▶ _Required work_: Using the entries below, show all lines with the string "tree".

▶ _Provided records_:
====================

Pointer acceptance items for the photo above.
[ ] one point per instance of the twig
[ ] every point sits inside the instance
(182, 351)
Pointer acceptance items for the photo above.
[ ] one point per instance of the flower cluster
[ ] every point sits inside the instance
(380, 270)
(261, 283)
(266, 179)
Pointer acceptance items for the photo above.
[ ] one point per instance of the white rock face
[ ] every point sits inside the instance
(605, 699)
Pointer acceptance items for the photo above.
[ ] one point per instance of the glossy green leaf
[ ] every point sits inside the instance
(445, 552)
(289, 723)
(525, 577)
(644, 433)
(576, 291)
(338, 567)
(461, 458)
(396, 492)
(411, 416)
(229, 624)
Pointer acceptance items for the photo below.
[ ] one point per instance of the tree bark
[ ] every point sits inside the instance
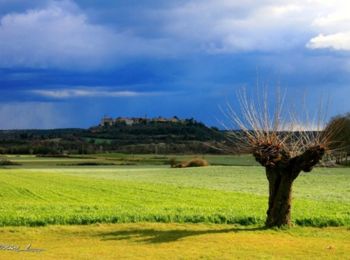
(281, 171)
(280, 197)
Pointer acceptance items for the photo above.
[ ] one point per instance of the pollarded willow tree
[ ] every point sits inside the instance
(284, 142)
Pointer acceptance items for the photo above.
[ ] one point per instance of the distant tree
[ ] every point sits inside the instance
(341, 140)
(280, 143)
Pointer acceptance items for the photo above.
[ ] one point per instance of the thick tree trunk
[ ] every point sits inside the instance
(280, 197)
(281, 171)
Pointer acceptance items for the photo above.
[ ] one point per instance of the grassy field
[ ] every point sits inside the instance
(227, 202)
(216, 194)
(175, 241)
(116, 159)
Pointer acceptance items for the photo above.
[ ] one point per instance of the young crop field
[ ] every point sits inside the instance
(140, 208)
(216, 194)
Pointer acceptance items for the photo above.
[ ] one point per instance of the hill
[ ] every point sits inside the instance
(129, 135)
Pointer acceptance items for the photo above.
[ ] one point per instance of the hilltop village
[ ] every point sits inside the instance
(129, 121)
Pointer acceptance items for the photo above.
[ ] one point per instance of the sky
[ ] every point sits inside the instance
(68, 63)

====================

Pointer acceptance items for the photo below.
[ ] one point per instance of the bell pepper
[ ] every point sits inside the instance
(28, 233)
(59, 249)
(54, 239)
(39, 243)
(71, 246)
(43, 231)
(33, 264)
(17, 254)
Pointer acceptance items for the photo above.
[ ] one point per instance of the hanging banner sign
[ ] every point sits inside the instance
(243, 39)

====================

▶ _Problem solution_:
[ ] one point per instance of the tree bark
[ ] one point per instance of the pollarded willow tree
[ ] one point per instance of the distant tree
[ ] one point per instance of the thick tree trunk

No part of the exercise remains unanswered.